# Task requirements
Count, please, the lines in the listing below that contain "reflection", and reply with the count only.

# Data in this exercise
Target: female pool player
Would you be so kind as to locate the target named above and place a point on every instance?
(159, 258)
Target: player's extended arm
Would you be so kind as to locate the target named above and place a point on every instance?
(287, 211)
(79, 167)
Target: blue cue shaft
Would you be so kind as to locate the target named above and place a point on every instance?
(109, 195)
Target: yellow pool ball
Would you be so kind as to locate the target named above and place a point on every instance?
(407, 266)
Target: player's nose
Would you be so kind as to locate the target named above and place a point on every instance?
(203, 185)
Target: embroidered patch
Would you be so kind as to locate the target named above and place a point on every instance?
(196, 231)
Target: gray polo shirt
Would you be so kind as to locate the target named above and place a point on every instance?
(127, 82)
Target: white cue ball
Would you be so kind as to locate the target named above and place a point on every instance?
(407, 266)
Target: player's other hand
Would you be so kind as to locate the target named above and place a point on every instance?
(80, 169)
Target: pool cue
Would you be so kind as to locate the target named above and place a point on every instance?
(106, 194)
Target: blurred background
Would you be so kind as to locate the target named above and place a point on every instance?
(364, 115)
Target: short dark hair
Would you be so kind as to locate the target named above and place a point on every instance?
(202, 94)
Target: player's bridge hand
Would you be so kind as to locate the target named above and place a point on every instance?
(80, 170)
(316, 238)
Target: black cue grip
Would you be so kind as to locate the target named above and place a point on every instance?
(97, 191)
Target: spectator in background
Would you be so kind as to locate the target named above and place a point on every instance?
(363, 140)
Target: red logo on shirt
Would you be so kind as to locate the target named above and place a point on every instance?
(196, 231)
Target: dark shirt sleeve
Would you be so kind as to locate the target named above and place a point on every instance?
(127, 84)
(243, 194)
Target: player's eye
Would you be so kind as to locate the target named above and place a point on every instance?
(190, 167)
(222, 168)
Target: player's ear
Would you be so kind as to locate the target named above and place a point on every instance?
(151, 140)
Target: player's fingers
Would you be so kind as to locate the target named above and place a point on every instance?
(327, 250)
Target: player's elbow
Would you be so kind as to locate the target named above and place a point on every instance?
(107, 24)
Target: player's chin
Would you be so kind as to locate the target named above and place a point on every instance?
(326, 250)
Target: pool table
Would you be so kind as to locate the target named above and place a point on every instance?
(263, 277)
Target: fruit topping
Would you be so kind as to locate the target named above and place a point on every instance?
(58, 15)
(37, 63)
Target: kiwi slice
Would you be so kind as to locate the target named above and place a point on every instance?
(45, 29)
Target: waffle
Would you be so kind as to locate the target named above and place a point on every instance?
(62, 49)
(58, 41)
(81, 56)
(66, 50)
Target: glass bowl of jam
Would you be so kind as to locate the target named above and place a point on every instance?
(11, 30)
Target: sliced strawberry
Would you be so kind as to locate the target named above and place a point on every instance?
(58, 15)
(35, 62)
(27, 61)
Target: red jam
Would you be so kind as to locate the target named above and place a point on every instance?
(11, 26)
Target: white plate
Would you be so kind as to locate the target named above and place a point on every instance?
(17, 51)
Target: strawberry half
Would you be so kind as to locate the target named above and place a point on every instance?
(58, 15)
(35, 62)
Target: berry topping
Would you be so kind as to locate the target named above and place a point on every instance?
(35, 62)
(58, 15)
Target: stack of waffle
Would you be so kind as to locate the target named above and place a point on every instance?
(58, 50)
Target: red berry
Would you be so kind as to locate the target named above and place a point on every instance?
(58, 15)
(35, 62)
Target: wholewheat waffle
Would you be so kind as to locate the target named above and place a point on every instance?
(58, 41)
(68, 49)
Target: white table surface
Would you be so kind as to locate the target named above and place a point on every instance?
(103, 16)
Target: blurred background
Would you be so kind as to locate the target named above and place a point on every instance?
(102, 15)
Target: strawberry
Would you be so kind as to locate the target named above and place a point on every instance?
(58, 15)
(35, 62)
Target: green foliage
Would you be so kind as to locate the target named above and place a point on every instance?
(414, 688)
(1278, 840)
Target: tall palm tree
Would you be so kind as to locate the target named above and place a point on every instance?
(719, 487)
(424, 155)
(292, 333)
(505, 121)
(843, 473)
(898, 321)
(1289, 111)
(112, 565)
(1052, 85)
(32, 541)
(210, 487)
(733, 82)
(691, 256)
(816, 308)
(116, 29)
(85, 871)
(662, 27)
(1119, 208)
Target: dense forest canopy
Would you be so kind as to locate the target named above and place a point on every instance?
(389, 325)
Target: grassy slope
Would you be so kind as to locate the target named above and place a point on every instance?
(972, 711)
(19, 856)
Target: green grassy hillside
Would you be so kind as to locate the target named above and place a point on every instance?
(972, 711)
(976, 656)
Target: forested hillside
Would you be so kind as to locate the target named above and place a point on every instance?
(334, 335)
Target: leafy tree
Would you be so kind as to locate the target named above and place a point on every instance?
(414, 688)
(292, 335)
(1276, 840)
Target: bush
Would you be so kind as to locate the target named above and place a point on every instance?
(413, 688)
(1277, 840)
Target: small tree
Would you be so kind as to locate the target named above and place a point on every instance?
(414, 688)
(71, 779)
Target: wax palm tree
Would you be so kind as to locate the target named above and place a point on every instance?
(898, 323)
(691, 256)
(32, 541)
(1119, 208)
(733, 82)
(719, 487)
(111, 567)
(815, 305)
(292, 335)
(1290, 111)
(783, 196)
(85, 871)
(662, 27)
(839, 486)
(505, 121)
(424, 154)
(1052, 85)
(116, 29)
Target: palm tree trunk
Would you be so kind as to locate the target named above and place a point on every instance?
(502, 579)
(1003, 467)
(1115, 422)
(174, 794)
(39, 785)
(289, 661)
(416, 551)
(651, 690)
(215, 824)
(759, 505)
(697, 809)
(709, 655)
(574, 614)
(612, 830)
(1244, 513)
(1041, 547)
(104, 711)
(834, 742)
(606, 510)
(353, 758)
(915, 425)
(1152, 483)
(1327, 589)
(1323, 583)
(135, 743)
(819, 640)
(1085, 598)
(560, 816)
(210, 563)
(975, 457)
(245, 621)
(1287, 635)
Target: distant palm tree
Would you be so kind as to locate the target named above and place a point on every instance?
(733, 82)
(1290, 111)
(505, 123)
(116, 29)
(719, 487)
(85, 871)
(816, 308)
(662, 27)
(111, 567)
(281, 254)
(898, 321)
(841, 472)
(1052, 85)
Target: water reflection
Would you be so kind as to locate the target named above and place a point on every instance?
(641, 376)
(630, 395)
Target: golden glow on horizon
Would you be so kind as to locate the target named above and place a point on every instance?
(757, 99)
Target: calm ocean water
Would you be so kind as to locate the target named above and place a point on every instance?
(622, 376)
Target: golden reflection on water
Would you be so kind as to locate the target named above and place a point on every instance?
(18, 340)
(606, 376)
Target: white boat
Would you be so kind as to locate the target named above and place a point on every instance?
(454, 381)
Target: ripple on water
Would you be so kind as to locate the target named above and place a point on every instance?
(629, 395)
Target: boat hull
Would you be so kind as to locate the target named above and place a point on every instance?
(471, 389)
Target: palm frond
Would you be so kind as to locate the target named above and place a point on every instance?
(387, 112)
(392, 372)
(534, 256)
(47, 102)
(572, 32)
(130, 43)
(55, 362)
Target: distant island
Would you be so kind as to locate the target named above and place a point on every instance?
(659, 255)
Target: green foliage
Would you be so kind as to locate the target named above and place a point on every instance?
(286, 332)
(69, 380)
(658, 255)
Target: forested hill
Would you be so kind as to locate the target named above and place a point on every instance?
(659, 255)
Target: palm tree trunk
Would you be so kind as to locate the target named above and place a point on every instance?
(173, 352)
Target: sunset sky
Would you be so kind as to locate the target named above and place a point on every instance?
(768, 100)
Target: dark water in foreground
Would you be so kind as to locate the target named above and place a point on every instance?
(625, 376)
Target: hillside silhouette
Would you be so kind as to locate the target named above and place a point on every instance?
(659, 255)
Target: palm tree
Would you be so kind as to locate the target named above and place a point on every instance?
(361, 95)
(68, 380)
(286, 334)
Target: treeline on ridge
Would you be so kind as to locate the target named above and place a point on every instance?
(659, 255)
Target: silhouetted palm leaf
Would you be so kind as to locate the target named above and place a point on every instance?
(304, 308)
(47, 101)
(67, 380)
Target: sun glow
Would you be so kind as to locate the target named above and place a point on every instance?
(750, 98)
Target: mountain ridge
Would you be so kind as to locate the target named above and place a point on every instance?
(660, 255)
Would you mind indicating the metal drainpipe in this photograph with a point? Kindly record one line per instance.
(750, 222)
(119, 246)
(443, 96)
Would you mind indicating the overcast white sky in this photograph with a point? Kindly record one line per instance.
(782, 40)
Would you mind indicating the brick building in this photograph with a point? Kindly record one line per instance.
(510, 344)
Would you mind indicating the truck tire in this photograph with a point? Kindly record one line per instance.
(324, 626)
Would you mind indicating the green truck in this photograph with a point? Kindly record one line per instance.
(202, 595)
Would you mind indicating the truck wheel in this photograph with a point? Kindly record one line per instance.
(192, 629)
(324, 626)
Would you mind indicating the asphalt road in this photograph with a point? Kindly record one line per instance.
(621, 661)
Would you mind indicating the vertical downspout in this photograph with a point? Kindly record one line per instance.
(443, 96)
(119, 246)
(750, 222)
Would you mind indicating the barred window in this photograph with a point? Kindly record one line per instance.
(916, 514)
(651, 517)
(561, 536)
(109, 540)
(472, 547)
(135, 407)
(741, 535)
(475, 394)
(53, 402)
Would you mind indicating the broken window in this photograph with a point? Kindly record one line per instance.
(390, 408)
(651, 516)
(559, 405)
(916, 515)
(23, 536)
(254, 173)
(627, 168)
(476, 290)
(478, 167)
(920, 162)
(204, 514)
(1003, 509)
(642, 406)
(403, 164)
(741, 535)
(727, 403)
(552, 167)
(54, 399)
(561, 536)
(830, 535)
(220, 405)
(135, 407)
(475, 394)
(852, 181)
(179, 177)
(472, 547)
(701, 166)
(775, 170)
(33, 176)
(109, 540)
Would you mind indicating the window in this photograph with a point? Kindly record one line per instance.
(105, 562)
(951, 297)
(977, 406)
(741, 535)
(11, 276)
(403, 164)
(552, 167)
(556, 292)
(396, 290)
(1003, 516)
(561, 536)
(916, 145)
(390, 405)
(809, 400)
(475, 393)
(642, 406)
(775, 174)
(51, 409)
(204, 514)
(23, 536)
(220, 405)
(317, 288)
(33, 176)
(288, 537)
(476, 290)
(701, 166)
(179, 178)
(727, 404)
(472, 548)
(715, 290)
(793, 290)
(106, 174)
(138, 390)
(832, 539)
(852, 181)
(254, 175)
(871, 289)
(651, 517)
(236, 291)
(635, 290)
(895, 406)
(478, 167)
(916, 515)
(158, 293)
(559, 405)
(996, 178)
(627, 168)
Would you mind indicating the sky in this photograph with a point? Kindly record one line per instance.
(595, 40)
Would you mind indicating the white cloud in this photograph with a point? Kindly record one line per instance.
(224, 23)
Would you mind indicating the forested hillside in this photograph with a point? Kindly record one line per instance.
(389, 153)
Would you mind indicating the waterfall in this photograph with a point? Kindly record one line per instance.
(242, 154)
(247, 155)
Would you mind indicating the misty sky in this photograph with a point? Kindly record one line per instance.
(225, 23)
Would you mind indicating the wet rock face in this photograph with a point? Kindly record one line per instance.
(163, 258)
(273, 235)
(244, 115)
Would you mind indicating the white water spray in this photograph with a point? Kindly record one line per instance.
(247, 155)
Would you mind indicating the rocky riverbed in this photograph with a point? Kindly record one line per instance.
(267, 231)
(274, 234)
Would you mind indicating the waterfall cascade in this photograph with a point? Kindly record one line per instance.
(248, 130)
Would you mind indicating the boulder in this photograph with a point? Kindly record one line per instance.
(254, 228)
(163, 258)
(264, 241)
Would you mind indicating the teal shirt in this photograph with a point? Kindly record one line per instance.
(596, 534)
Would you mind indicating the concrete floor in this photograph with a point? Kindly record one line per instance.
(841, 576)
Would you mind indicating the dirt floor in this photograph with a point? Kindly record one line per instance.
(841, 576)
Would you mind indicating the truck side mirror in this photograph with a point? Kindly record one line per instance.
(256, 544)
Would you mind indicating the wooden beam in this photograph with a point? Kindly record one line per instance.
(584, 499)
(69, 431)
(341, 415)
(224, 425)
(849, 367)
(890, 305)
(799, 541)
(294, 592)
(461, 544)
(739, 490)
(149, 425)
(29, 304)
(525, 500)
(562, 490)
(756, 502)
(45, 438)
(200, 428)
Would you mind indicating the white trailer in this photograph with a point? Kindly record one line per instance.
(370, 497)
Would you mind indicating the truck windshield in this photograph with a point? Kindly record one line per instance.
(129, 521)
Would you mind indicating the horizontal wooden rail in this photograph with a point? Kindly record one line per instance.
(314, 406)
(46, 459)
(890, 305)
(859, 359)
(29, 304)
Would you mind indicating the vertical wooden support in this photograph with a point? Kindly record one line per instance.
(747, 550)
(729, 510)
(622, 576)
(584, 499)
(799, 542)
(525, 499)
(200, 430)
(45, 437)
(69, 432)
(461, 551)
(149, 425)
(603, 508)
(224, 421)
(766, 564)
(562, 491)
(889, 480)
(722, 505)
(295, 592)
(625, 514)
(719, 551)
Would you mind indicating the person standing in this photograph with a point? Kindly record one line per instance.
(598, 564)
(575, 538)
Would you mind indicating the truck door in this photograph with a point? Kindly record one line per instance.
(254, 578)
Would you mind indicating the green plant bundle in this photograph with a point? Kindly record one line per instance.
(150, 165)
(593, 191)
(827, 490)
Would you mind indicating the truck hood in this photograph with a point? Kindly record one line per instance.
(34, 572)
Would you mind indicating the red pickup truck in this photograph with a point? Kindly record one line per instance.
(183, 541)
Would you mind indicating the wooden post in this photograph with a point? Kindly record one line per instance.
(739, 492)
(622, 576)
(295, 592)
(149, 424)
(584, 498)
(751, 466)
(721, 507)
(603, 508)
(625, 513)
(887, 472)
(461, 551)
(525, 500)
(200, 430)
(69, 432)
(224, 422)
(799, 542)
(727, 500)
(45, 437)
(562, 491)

# Solution to this task
2